• Activity: Return the records in full, with every character preserved.
--------------------------------------------------
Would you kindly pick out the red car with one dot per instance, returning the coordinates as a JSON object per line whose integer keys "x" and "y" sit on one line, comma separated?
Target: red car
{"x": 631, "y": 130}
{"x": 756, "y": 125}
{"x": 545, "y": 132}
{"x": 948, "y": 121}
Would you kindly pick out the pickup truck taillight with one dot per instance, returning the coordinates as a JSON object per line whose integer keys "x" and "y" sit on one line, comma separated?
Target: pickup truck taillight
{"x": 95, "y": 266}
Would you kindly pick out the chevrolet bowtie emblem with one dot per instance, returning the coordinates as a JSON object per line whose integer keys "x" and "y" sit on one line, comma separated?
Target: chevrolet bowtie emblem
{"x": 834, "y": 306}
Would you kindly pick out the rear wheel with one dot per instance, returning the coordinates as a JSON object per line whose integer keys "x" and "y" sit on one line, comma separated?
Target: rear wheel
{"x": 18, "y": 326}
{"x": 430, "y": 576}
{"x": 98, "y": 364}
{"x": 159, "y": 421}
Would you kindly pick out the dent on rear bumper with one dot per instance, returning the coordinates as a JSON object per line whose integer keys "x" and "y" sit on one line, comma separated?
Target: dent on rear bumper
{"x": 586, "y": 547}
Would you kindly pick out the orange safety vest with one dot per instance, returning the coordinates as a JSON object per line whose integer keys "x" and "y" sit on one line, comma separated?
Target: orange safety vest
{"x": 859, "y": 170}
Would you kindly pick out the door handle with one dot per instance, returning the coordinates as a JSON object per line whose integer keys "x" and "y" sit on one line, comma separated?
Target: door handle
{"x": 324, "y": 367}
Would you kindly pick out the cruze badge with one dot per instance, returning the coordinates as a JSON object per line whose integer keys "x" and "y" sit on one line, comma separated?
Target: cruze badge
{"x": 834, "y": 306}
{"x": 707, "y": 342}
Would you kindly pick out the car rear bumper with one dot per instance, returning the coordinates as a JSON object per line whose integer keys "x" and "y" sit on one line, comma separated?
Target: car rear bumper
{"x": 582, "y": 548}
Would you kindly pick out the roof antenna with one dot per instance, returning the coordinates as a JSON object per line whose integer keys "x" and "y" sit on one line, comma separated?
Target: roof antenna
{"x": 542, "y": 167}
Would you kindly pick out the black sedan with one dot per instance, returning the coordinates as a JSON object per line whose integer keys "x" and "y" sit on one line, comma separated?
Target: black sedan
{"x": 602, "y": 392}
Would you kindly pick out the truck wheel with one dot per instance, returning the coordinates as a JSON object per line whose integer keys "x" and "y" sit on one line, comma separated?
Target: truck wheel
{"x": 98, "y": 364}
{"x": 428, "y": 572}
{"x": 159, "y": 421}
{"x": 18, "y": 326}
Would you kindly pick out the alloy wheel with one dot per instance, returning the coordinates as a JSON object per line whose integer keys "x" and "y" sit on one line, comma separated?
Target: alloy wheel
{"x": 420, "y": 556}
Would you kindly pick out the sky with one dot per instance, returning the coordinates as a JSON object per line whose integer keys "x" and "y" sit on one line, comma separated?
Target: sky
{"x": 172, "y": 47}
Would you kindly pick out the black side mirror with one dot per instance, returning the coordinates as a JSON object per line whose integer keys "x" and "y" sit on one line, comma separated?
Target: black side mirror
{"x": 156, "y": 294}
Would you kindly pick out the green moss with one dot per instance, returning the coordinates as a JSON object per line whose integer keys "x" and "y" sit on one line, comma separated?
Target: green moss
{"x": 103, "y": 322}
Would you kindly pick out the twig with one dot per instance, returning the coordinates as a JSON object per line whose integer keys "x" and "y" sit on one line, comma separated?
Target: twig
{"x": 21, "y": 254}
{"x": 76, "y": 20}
--------------------------------------------------
• Task answer:
Would you kindly pick out the red car with one dot per instance, returning the coordinates as a JSON object per line whose integer keys "x" and "y" sit on one line, comma separated?
Target: red car
{"x": 631, "y": 130}
{"x": 756, "y": 125}
{"x": 545, "y": 132}
{"x": 948, "y": 121}
Would you kindly pick out the pickup truck taillight with one dot per instance, returning the coordinates as a JSON object per line whose integer keys "x" and "y" sit on one line, comma separated?
Target: pickup truck taillight
{"x": 95, "y": 266}
Would you kindly pick out the chevrolet bowtie emblem with one dot per instance, returning the coordinates as a JSON object per line whose integer keys "x" and "y" sit on one line, comma separated?
Target: chevrolet bowtie emblem
{"x": 834, "y": 306}
Would you kindly pick out the rear wheel with one dot per instance, returning the coordinates as a JSON object per line whose integer keys "x" and "y" sit on one line, comma separated?
Target: rear wheel
{"x": 18, "y": 326}
{"x": 430, "y": 576}
{"x": 98, "y": 364}
{"x": 159, "y": 421}
Would you kindly pick out the dent on rear bumper with one dot per instance, returning the coordinates as a JSON object per line whose integer keys "x" and "y" sit on one line, comma separated?
Target: dent on rear bumper
{"x": 586, "y": 547}
Would you kindly pick out the orange safety vest with one dot per instance, returning the coordinates as a JSON object per line whose integer keys "x" and "y" sit on one line, comma separated?
Target: orange safety vest
{"x": 859, "y": 170}
Would you kindly pick out the door handle with one dot per instance, returning the coordinates as a JSON object per line whose integer keys "x" and "y" sit on one line, comma separated?
Target: door handle
{"x": 324, "y": 367}
Would you kindly pick out the cruze badge with one dot per instance, returning the coordinates as a JSON object per line whose integer keys "x" and "y" sit on one line, comma separated?
Target: cruze badge
{"x": 834, "y": 306}
{"x": 707, "y": 342}
Would you kindly pick out the car rear bumper with one dot per instance, returning the coordinates as a JSON object per line whose integer keys "x" and "y" sit on one line, comma separated?
Target: car rear bumper
{"x": 582, "y": 548}
Would you kindly pick out the roof antenna with one dot per instance, returning the coordinates as a JSON object per line whose integer keys "x" and "y" sit on one line, comma separated?
Target: roof antenna
{"x": 542, "y": 167}
Would you kindly pick out the black sedan with one dot per instance, returning the coordinates as a JSON object per line whose integer keys "x" and "y" sit on one line, comma separated?
Target: black sedan
{"x": 602, "y": 392}
Would you kindly pick out the truck wheel with one dot per instance, returning the coordinates as a JSON object per line whose integer keys "x" and "y" sit on one line, comma separated?
Target: truck wheel
{"x": 98, "y": 364}
{"x": 428, "y": 572}
{"x": 159, "y": 421}
{"x": 18, "y": 326}
Would you kindly pick out the alloy wheel with one dot per instance, returning the coordinates as a JSON object per line whose integer keys "x" and "y" sit on one line, comma separated?
Target: alloy wheel
{"x": 420, "y": 556}
Would you kindly pick out the sky with one dot per instance, returning the coordinates as a JSON object per line whose integer keys "x" and "y" sit on one line, comma separated?
Target: sky
{"x": 172, "y": 47}
Would you kindly pick out the black side mirror with one dot per instance, returning the coordinates as a JSON object per line whose integer keys "x" and "y" sit on one line, comma separated?
Target: black side mirror
{"x": 156, "y": 294}
Would you kindly pick out the green moss with one dot per instance, returning the coordinates as a JSON object per line whose integer keys "x" and "y" sit on one line, comma separated?
Target: green moss
{"x": 103, "y": 322}
Would you kindly pick out the twig with one dot per instance, returning the coordinates as a JSON object per line whose integer keys "x" and "y" sit on one line, comma separated?
Target: twig
{"x": 21, "y": 254}
{"x": 76, "y": 20}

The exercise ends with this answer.